Disgraced Chinese leader Bo Xilai on Saturday said he had not acted to stop the embezzlement of government funds by his wife, the first time he has admitted to any of the charges against him since his trial began two days ago.
Admitting some responsibility for his wife's actions, he told the Jinan Intermediate People's Court in Shandong province, "I am ashamed of it. I was too careless, because this is public money. I failed to retrieve the money later, and that's a factual statement, but can you say I had the intention to embezzle the money? No," he said.
Bo also admitted to his role in coercing a top police official, who feared reprisals from the disgraced Communist Party leader for acting against his wife in the murder of her British business partner. Rejecting most allegations of bribery and embezzlement against him, he said he was ready to assume "partial responsibility" for Chongqing police chief Wang Lijun's attempted defection to the United States consulate in Chengdu in February last year.

**Data**
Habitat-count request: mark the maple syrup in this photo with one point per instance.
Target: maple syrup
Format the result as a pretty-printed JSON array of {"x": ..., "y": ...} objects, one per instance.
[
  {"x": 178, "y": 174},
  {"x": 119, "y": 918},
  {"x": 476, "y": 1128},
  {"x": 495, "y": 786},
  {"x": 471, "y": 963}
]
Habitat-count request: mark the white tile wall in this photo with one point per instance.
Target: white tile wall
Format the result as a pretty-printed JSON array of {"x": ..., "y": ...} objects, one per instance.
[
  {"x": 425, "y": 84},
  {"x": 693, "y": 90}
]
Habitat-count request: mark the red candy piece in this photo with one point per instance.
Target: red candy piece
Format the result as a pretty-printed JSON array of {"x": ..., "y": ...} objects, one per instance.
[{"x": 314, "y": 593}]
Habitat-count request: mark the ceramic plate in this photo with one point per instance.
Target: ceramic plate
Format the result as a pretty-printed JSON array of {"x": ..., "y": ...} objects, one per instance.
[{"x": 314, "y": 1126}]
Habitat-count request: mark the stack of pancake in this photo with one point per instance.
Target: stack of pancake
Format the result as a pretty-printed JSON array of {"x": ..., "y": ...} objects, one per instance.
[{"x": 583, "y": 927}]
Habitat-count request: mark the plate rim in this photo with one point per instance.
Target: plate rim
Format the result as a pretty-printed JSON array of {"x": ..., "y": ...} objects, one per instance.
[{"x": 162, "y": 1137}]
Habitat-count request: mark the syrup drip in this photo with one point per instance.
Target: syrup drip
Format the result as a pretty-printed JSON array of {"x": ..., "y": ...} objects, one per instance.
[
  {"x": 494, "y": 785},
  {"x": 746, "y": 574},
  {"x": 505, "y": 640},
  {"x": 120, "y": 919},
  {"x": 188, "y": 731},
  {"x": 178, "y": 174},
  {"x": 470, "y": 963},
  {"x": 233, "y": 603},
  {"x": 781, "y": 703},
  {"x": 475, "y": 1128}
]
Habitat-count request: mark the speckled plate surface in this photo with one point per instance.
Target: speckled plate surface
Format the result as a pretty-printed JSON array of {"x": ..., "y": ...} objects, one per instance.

**Activity list**
1. Retype the part of the Bo Xilai trial article between "Admitting some responsibility" and "February last year.", inclusive.
2. Render this sentence from the Bo Xilai trial article in Spanish: "Bo also admitted to his role in coercing a top police official, who feared reprisals from the disgraced Communist Party leader for acting against his wife in the murder of her British business partner."
3. In the Bo Xilai trial article, which court did Bo address when he admitted some responsibility for his wife's actions?
Rely only on the article about Bo Xilai's trial, not on the material.

**Solutions**
1.
Admitting some responsibility for his wife's actions, he told the Jinan Intermediate People's Court in Shandong province, "I am ashamed of it. I was too careless, because this is public money. I failed to retrieve the money later, and that's a factual statement, but can you say I had the intention to embezzle the money? No," he said.
Bo also admitted to his role in coercing a top police official, who feared reprisals from the disgraced Communist Party leader for acting against his wife in the murder of her British business partner. Rejecting most allegations of bribery and embezzlement against him, he said he was ready to assume "partial responsibility" for Chongqing police chief Wang Lijun's attempted defection to the United States consulate in Chengdu in February last year.

2. Bo también admitió su papel en la coacción a un alto funcionario de la policía, que temía represalias del desacreditado dirigente del Partido Comunista por actuar contra su esposa en el asesinato de su socio comercial británico.

3. The Jinan Intermediate People's Court in Shandong province.